> WHAT YOU NEED TO DO
Print every one of the entries below word for word, leaving the pictures out of your output.

━━━ DATA SHOWN ━━━

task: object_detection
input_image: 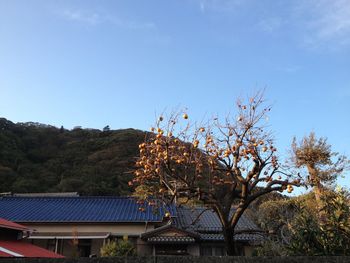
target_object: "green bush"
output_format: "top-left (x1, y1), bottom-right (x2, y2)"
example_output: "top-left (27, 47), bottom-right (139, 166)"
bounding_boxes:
top-left (100, 240), bottom-right (136, 257)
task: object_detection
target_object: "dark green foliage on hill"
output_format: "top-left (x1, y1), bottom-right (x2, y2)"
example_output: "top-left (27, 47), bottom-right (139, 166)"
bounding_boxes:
top-left (0, 119), bottom-right (145, 195)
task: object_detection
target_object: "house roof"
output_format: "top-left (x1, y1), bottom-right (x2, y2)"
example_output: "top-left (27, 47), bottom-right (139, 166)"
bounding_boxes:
top-left (0, 240), bottom-right (63, 258)
top-left (0, 218), bottom-right (29, 231)
top-left (173, 206), bottom-right (263, 242)
top-left (0, 196), bottom-right (176, 223)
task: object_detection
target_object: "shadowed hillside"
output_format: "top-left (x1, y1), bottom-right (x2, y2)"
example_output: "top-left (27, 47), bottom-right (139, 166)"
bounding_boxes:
top-left (0, 119), bottom-right (145, 195)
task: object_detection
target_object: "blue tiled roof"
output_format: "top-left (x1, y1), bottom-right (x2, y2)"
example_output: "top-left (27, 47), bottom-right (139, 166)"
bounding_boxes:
top-left (0, 197), bottom-right (176, 223)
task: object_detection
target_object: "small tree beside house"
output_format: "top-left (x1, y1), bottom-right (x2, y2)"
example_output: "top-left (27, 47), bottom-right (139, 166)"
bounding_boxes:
top-left (129, 93), bottom-right (300, 255)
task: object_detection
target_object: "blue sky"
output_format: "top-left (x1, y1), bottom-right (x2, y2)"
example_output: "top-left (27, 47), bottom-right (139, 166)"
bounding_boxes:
top-left (0, 0), bottom-right (350, 190)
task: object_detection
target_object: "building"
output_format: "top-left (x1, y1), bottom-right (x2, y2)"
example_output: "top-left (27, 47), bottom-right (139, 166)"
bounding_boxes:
top-left (0, 196), bottom-right (263, 257)
top-left (0, 218), bottom-right (63, 258)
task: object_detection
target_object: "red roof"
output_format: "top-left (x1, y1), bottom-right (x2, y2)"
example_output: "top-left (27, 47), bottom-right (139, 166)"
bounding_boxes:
top-left (0, 218), bottom-right (29, 231)
top-left (0, 240), bottom-right (63, 258)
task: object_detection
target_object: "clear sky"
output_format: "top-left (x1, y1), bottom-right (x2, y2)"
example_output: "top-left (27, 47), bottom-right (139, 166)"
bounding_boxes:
top-left (0, 0), bottom-right (350, 189)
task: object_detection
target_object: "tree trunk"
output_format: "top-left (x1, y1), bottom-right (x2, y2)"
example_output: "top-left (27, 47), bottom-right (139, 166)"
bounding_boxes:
top-left (222, 227), bottom-right (237, 256)
top-left (307, 166), bottom-right (326, 223)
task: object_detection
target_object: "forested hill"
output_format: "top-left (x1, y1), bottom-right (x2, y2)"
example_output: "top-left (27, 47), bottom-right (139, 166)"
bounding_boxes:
top-left (0, 119), bottom-right (145, 195)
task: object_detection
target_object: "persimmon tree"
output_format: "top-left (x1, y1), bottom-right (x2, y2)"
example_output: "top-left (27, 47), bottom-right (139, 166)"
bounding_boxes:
top-left (129, 93), bottom-right (300, 255)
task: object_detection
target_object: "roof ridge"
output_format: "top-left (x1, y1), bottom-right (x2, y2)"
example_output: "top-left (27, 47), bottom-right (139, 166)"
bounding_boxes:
top-left (0, 195), bottom-right (136, 199)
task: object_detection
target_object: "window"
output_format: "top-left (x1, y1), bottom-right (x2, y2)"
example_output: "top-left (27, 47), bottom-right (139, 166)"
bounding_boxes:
top-left (201, 245), bottom-right (226, 256)
top-left (78, 239), bottom-right (91, 257)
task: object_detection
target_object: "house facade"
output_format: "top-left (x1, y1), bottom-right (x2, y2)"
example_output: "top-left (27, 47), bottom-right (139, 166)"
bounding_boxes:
top-left (0, 218), bottom-right (63, 258)
top-left (0, 196), bottom-right (263, 257)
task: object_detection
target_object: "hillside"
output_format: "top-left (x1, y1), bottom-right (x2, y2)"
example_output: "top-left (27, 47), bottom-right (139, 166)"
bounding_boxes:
top-left (0, 119), bottom-right (145, 195)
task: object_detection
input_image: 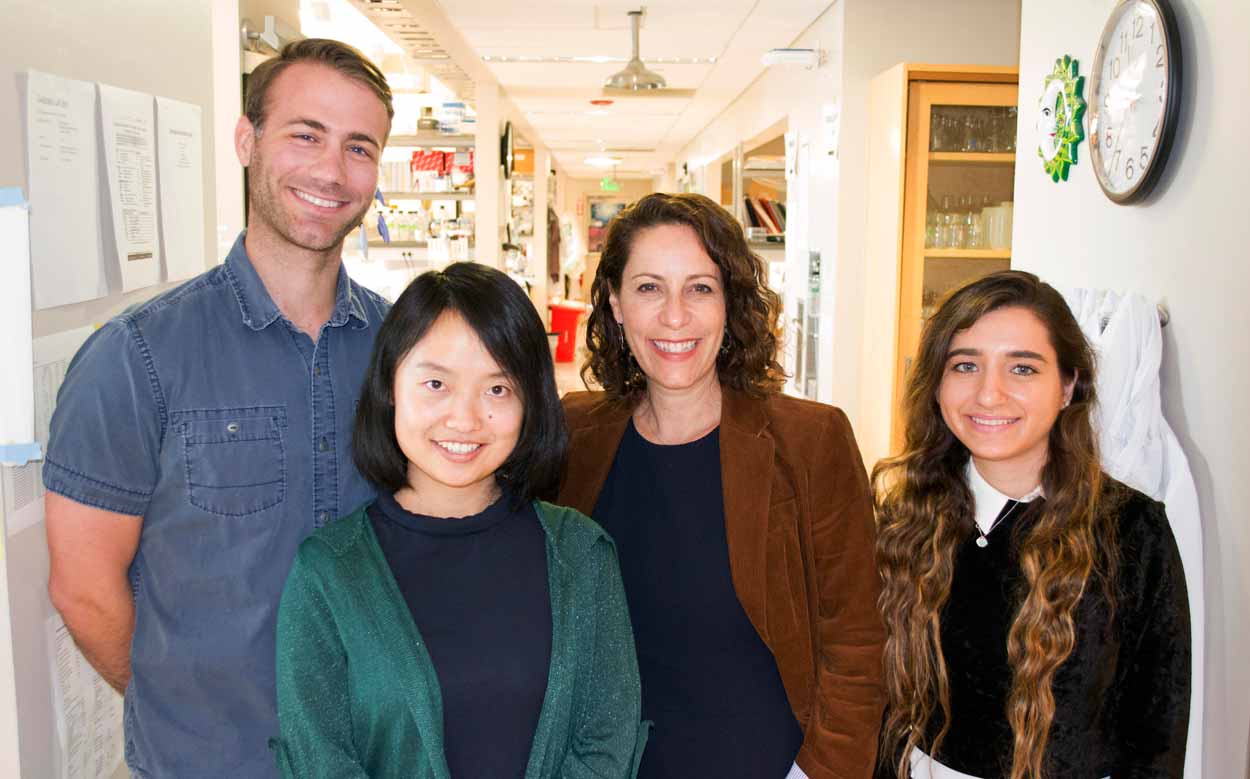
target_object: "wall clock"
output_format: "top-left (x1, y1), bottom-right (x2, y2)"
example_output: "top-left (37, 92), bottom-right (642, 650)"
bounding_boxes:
top-left (1089, 0), bottom-right (1181, 204)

━━━

> ANSWER
task: object_detection
input_image: 
target_object: "green bush"
output_format: "top-left (x1, y1), bottom-right (x2, y2)"
example_output: "top-left (27, 47), bottom-right (139, 166)"
bounding_boxes:
top-left (100, 240), bottom-right (136, 257)
task: object_detection
target_object: "dark green foliage on hill"
output_format: "top-left (x1, y1), bottom-right (x2, y2)"
example_output: "top-left (27, 47), bottom-right (139, 166)"
bounding_boxes:
top-left (0, 119), bottom-right (145, 195)
task: object_detection
target_object: "house roof"
output_format: "top-left (x1, y1), bottom-right (x2, y2)"
example_output: "top-left (27, 47), bottom-right (139, 166)"
bounding_boxes:
top-left (0, 240), bottom-right (63, 258)
top-left (0, 218), bottom-right (29, 231)
top-left (173, 206), bottom-right (263, 242)
top-left (0, 196), bottom-right (176, 223)
task: object_detection
target_object: "shadowed hillside"
output_format: "top-left (x1, y1), bottom-right (x2, y2)"
example_output: "top-left (27, 47), bottom-right (139, 166)"
bounding_boxes:
top-left (0, 119), bottom-right (145, 195)
task: object_detection
target_object: "blue tiled roof"
output_format: "top-left (x1, y1), bottom-right (x2, y2)"
example_output: "top-left (27, 47), bottom-right (139, 166)"
bounding_boxes:
top-left (0, 197), bottom-right (176, 223)
task: object_detection
target_object: "small tree beside house"
output_format: "top-left (x1, y1), bottom-right (x2, y2)"
example_output: "top-left (27, 47), bottom-right (139, 166)"
bounding_boxes:
top-left (129, 93), bottom-right (300, 255)
task: object_detection
target_object: "blue sky"
output_format: "top-left (x1, y1), bottom-right (x2, y2)"
example_output: "top-left (27, 47), bottom-right (139, 166)"
bounding_boxes:
top-left (0, 0), bottom-right (350, 190)
task: object_detection
target_object: "building"
output_format: "top-left (x1, y1), bottom-right (x2, y2)"
example_output: "top-left (27, 47), bottom-right (139, 166)"
bounding_boxes:
top-left (0, 196), bottom-right (263, 257)
top-left (0, 218), bottom-right (63, 258)
task: object_detection
target_object: "red roof"
output_format: "top-left (x1, y1), bottom-right (x2, y2)"
example_output: "top-left (27, 47), bottom-right (139, 166)"
bounding_boxes:
top-left (0, 218), bottom-right (29, 231)
top-left (0, 240), bottom-right (63, 258)
task: object_detection
target_object: "clear sky"
output_format: "top-left (x1, y1), bottom-right (x2, y2)"
example_output: "top-left (27, 47), bottom-right (139, 166)"
bounding_boxes:
top-left (0, 0), bottom-right (350, 189)
task: object_detection
target_object: "tree trunk"
output_format: "top-left (x1, y1), bottom-right (x2, y2)"
example_output: "top-left (27, 47), bottom-right (139, 166)"
bounding_boxes:
top-left (222, 227), bottom-right (237, 256)
top-left (307, 166), bottom-right (326, 223)
task: object_detection
target_object: "forested hill"
output_format: "top-left (x1, y1), bottom-right (x2, y2)"
example_output: "top-left (27, 47), bottom-right (139, 166)"
bounding_boxes:
top-left (0, 119), bottom-right (145, 195)
task: object_detection
target_object: "persimmon tree"
output_format: "top-left (x1, y1), bottom-right (x2, y2)"
example_output: "top-left (27, 47), bottom-right (139, 166)"
bounding_boxes:
top-left (129, 93), bottom-right (300, 255)
task: object_detection
target_object: "roof ridge"
output_format: "top-left (x1, y1), bottom-right (x2, y2)"
example_output: "top-left (27, 47), bottom-right (139, 166)"
bounding_boxes:
top-left (0, 195), bottom-right (136, 199)
task: object_detection
target_object: "window"
output_format: "top-left (x1, y1), bottom-right (x2, y2)"
example_output: "top-left (27, 47), bottom-right (139, 166)"
bounding_boxes:
top-left (201, 245), bottom-right (226, 256)
top-left (78, 239), bottom-right (91, 257)
task: object_detection
target_object: "house facade"
output_format: "top-left (x1, y1), bottom-right (x2, y2)"
example_output: "top-left (27, 47), bottom-right (139, 166)"
bounding_boxes:
top-left (0, 218), bottom-right (63, 258)
top-left (0, 196), bottom-right (263, 257)
task: object_detection
target_object: "hillside"
output_format: "top-left (x1, y1), bottom-right (x2, y2)"
example_output: "top-left (27, 47), bottom-right (139, 166)"
bounding_boxes:
top-left (0, 119), bottom-right (145, 195)
task: object_detection
input_image: 
target_object: "wall clock"
output_format: "top-left (x1, y1), bottom-right (x2, y2)"
example_output: "top-left (37, 92), bottom-right (642, 650)"
bounding_boxes:
top-left (1089, 0), bottom-right (1181, 204)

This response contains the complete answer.